◆ Data for review

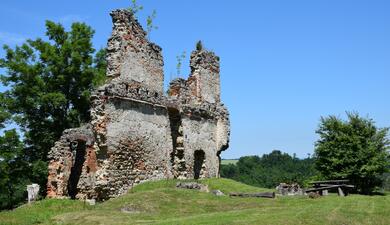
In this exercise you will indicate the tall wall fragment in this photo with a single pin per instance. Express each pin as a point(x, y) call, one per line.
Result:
point(137, 133)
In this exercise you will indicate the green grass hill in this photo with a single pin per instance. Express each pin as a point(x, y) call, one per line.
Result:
point(161, 203)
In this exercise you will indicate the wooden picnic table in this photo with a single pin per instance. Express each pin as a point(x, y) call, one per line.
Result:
point(322, 187)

◆ Brief
With the pictures left aside, set down each entry above exactly as it stands.

◆ Solved problem
In this exercise you will indicate the tall wall fragment in this photo with a single pin per instance. Express each pin as a point(x, y) call, one per line.
Result:
point(137, 133)
In this exercise you will indicate the green grass hill in this photo with a single pin per instance. Express each pin as a point(x, y) call, one per line.
Result:
point(161, 203)
In this exercise you will indicate the wooden picnic table in this photo with a single pin per instance. Express each pin as a point(x, y) call, one per line.
Result:
point(322, 187)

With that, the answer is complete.